--- Start of ENTRIES PROVIDED ---
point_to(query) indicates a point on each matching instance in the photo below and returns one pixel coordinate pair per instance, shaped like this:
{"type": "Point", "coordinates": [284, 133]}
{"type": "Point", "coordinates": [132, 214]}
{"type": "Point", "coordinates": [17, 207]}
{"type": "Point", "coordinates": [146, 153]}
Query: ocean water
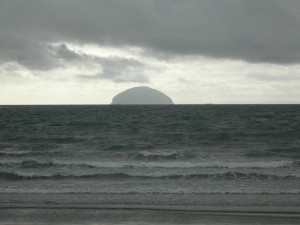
{"type": "Point", "coordinates": [217, 155]}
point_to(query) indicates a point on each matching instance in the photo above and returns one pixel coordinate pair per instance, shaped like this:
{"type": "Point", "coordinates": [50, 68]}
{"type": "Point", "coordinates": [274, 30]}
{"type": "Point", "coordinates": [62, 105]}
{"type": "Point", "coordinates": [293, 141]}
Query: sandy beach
{"type": "Point", "coordinates": [142, 214]}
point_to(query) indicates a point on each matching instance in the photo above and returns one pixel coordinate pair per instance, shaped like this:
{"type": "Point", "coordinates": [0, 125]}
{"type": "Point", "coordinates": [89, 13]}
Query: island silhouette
{"type": "Point", "coordinates": [141, 96]}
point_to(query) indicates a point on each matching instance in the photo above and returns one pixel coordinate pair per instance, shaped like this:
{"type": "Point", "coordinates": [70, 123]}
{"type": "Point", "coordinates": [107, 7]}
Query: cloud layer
{"type": "Point", "coordinates": [254, 31]}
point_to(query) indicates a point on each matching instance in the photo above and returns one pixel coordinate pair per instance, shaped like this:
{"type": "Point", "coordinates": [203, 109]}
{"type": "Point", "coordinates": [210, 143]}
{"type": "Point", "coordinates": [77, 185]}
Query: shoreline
{"type": "Point", "coordinates": [228, 210]}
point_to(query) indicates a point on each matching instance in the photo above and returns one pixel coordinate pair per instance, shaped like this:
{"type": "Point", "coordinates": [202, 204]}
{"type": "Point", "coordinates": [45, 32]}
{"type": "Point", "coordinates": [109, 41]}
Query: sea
{"type": "Point", "coordinates": [139, 156]}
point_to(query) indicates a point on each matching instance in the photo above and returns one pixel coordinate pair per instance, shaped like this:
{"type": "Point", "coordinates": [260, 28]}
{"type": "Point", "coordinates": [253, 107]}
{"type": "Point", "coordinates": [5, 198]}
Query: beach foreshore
{"type": "Point", "coordinates": [241, 210]}
{"type": "Point", "coordinates": [15, 213]}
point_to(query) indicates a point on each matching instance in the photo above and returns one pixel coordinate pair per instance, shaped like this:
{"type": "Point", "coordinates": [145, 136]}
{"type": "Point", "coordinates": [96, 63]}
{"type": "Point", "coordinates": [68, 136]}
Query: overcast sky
{"type": "Point", "coordinates": [195, 51]}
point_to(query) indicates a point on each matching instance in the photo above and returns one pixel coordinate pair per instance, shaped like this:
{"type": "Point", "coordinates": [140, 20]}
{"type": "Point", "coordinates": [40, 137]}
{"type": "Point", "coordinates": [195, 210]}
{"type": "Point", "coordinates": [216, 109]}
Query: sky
{"type": "Point", "coordinates": [195, 51]}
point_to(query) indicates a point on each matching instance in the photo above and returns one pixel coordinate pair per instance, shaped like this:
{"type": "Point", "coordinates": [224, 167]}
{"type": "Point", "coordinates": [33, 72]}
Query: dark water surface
{"type": "Point", "coordinates": [188, 155]}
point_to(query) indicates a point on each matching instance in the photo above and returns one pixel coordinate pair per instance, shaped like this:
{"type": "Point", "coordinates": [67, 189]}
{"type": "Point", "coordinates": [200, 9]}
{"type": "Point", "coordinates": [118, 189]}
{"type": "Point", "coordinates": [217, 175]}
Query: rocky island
{"type": "Point", "coordinates": [141, 96]}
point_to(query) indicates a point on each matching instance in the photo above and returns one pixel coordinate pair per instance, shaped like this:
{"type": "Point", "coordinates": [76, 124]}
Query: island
{"type": "Point", "coordinates": [141, 96]}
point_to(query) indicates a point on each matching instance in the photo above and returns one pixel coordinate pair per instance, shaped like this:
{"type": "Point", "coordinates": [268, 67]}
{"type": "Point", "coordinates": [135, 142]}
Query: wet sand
{"type": "Point", "coordinates": [145, 214]}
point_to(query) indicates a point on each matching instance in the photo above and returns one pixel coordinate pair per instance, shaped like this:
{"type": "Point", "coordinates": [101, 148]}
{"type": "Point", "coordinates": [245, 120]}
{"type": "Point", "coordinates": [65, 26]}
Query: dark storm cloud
{"type": "Point", "coordinates": [120, 70]}
{"type": "Point", "coordinates": [250, 30]}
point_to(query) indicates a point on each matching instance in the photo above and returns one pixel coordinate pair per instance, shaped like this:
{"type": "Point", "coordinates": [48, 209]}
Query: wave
{"type": "Point", "coordinates": [154, 156]}
{"type": "Point", "coordinates": [148, 165]}
{"type": "Point", "coordinates": [225, 176]}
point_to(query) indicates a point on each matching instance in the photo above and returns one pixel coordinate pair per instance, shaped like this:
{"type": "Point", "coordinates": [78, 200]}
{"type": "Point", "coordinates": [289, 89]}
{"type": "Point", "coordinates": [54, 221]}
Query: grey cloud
{"type": "Point", "coordinates": [268, 77]}
{"type": "Point", "coordinates": [120, 70]}
{"type": "Point", "coordinates": [250, 30]}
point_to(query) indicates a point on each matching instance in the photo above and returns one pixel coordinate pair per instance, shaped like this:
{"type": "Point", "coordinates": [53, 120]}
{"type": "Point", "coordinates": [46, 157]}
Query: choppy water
{"type": "Point", "coordinates": [157, 150]}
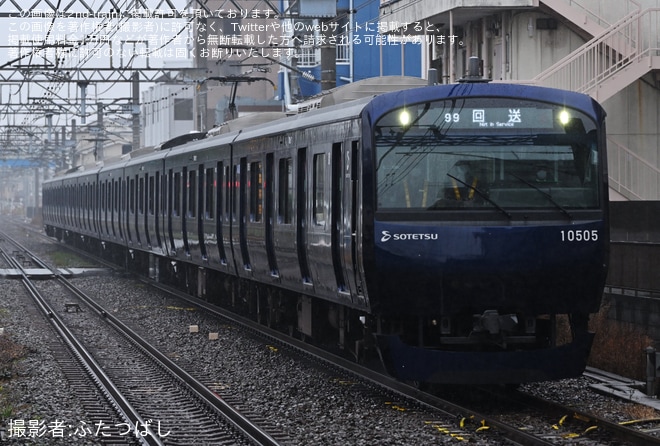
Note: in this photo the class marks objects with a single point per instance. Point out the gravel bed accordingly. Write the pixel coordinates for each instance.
(33, 390)
(311, 407)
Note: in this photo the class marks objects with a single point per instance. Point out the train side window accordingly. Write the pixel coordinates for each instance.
(209, 198)
(192, 193)
(256, 192)
(319, 180)
(285, 191)
(176, 208)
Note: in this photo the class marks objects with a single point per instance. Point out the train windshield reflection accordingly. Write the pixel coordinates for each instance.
(429, 158)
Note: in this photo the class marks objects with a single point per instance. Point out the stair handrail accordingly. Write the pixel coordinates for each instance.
(630, 174)
(595, 17)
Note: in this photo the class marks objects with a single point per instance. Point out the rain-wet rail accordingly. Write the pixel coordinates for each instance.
(156, 402)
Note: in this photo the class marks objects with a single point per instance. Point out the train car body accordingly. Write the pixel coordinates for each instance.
(446, 228)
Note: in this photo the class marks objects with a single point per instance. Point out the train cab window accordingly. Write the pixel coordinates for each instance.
(192, 193)
(176, 192)
(285, 191)
(209, 198)
(256, 192)
(486, 153)
(319, 181)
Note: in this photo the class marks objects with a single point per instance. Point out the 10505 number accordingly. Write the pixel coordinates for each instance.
(579, 235)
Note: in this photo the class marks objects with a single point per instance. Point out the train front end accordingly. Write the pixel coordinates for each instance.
(485, 216)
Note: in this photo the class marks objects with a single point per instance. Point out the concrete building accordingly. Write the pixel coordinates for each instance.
(606, 49)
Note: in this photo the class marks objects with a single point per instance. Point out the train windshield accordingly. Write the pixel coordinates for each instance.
(486, 153)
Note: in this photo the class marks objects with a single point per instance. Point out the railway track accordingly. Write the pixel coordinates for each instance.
(155, 401)
(507, 422)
--- End of ENTRIES PROVIDED ---
> **WRITTEN TASK**
Transcribe every one of the records above word for word, leaving the pictures out.

> **FINAL RESULT**
point_to(query) indicates a point on each matching instance in the photo below and returns one pixel coordinate pair per instance, shaped like this:
{"type": "Point", "coordinates": [284, 133]}
{"type": "Point", "coordinates": [132, 214]}
{"type": "Point", "coordinates": [17, 207]}
{"type": "Point", "coordinates": [146, 153]}
Query: ocean water
{"type": "Point", "coordinates": [217, 155]}
point_to(query) indicates a point on each matching instance in the photo above and returns one pixel coordinate pair per instance, shaped like this:
{"type": "Point", "coordinates": [50, 68]}
{"type": "Point", "coordinates": [274, 30]}
{"type": "Point", "coordinates": [62, 105]}
{"type": "Point", "coordinates": [293, 141]}
Query: sandy beach
{"type": "Point", "coordinates": [142, 214]}
point_to(query) indicates a point on each matching instance in the photo above and returns one pixel coordinate pair per instance, shaped like this:
{"type": "Point", "coordinates": [0, 125]}
{"type": "Point", "coordinates": [89, 13]}
Query: island silhouette
{"type": "Point", "coordinates": [141, 96]}
point_to(query) indicates a point on each matching instance in the photo above and returns one pixel coordinate pair per instance, shaped like this:
{"type": "Point", "coordinates": [70, 123]}
{"type": "Point", "coordinates": [107, 7]}
Query: cloud layer
{"type": "Point", "coordinates": [254, 31]}
point_to(query) indicates a point on each matching instance in the photo above and returns one pixel coordinate pair per instance, shaped like this:
{"type": "Point", "coordinates": [203, 109]}
{"type": "Point", "coordinates": [210, 143]}
{"type": "Point", "coordinates": [77, 185]}
Query: shoreline
{"type": "Point", "coordinates": [228, 210]}
point_to(query) indicates a point on each matching instance in the photo above and returns one pixel coordinate pair per instance, shaped like this:
{"type": "Point", "coordinates": [202, 204]}
{"type": "Point", "coordinates": [45, 32]}
{"type": "Point", "coordinates": [109, 41]}
Query: sea
{"type": "Point", "coordinates": [139, 156]}
point_to(query) indicates a point on each matching instance in the photo above and returns one pixel coordinate pair per instance, shaped like this:
{"type": "Point", "coordinates": [260, 28]}
{"type": "Point", "coordinates": [253, 107]}
{"type": "Point", "coordinates": [5, 198]}
Query: beach foreshore
{"type": "Point", "coordinates": [241, 210]}
{"type": "Point", "coordinates": [15, 213]}
point_to(query) indicates a point on each matching instance in the photo above and returns one pixel coordinate pair per instance, shaped like this:
{"type": "Point", "coordinates": [145, 136]}
{"type": "Point", "coordinates": [96, 63]}
{"type": "Point", "coordinates": [68, 136]}
Query: overcast sky
{"type": "Point", "coordinates": [195, 51]}
point_to(query) indicates a point on each matching instance in the photo above and returns one pixel coordinate pair per instance, shaped like this:
{"type": "Point", "coordinates": [140, 20]}
{"type": "Point", "coordinates": [40, 137]}
{"type": "Point", "coordinates": [195, 210]}
{"type": "Point", "coordinates": [216, 109]}
Query: sky
{"type": "Point", "coordinates": [195, 51]}
point_to(query) indicates a point on each matching instance in the photo above and returns one pixel coordinate pair per instance, shaped like this:
{"type": "Point", "coordinates": [224, 167]}
{"type": "Point", "coordinates": [33, 72]}
Query: dark water surface
{"type": "Point", "coordinates": [188, 155]}
point_to(query) indicates a point on each matching instance in the photo above and returns one pixel coordinate pair per instance, shaped like this:
{"type": "Point", "coordinates": [67, 189]}
{"type": "Point", "coordinates": [200, 9]}
{"type": "Point", "coordinates": [118, 189]}
{"type": "Point", "coordinates": [217, 175]}
Query: rocky island
{"type": "Point", "coordinates": [141, 96]}
point_to(query) indicates a point on each matching instance in the photo above and returns one pixel coordinate pair per instance, shaped like this:
{"type": "Point", "coordinates": [76, 124]}
Query: island
{"type": "Point", "coordinates": [141, 96]}
point_to(query) indicates a point on each matching instance in the photo above and returns one pixel coordinate pair per instance, shaped like this:
{"type": "Point", "coordinates": [268, 67]}
{"type": "Point", "coordinates": [135, 142]}
Query: wet sand
{"type": "Point", "coordinates": [145, 214]}
point_to(query) indicates a point on each matching instance in the photo above and returns one pixel coordinate pair per instance, shaped like this:
{"type": "Point", "coordinates": [101, 148]}
{"type": "Point", "coordinates": [245, 120]}
{"type": "Point", "coordinates": [65, 26]}
Query: dark storm cloud
{"type": "Point", "coordinates": [120, 70]}
{"type": "Point", "coordinates": [250, 30]}
point_to(query) indicates a point on each matching instance in the photo above and returns one pixel coordinate pair per instance, shaped like this:
{"type": "Point", "coordinates": [48, 209]}
Query: wave
{"type": "Point", "coordinates": [154, 156]}
{"type": "Point", "coordinates": [148, 165]}
{"type": "Point", "coordinates": [225, 176]}
point_to(query) indicates a point on each matching instance in the photo above and returns one pixel coordinate pair per instance, shaped like this:
{"type": "Point", "coordinates": [78, 200]}
{"type": "Point", "coordinates": [289, 89]}
{"type": "Point", "coordinates": [54, 221]}
Query: grey cloud
{"type": "Point", "coordinates": [268, 77]}
{"type": "Point", "coordinates": [120, 70]}
{"type": "Point", "coordinates": [250, 30]}
point_to(query) indicates a point on each matching instance in the photo above and returns one pixel coordinate pair per instance, shaped like this:
{"type": "Point", "coordinates": [53, 120]}
{"type": "Point", "coordinates": [46, 157]}
Query: choppy water
{"type": "Point", "coordinates": [157, 150]}
Note: in this photo the class marks objects with a single point per instance. Point out the gravel bed accordingly. Write the pixel coordinates for each instance.
(33, 390)
(311, 407)
Note: in this photo the class marks objects with a single point per instance. Point out the train side window accordingly. Write the pixel coordinates for each instance.
(209, 198)
(192, 193)
(256, 192)
(319, 180)
(285, 191)
(176, 208)
Note: in this photo the class marks objects with a single point per instance. Point out the train windshield reflection accordingly. Write the pixel coordinates for each instance.
(429, 158)
Note: in this photo the class marks objects with a single point per instance. Point out the stair handrail accordingly. Write the pixel coordinates for each instance.
(630, 174)
(595, 17)
Note: in this photo the class marks objects with a single point per instance. Point out the rain-wet rail accordingly. Write the pixel coordinates for each instance.
(156, 402)
Note: in this photo the class marks objects with a single point per instance. Point out the train car body accordingly. Write the pixel coordinates for each instance.
(446, 228)
Note: in this photo the class marks objects with a single point per instance. Point out the train cab window accordingly. Write the pixel coordinates for each instance.
(192, 193)
(176, 192)
(285, 191)
(209, 198)
(256, 192)
(486, 153)
(319, 181)
Note: in this photo the class marks objects with a single point per instance. Point out the 10505 number accordingly. Write the pixel coordinates for each instance.
(579, 235)
Note: in this photo the class marks objects with a single point per instance. Point out the train front end accordingly. Write the pixel coordinates for each instance.
(485, 216)
Note: in this photo the class marks objects with a single point per instance. Point out the concrete building accordingly. Write the pixel coordinates for each instance.
(606, 49)
Note: in this photo the class marks objects with a single point per instance. Point out the train windshield accordingly. Write the pixel coordinates for each instance.
(486, 153)
Note: in this photo the class marks objects with a single point per instance. Point out the railway track accordingly. Write the pixel coordinates for each instance.
(155, 401)
(507, 422)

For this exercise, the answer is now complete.